* [What you are asked to do]:
Can you set down each of the following lines exactly as it appears?
* BEGIN Supplied information *
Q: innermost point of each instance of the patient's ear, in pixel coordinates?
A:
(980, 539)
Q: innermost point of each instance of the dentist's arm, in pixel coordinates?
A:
* END Supplied information *
* [Result of this task]:
Q: innermost point of each instance of the patient's ear, in pixel coordinates?
A:
(980, 539)
Q: innermost point of each instance of the dentist's arm, in pixel coordinates?
A:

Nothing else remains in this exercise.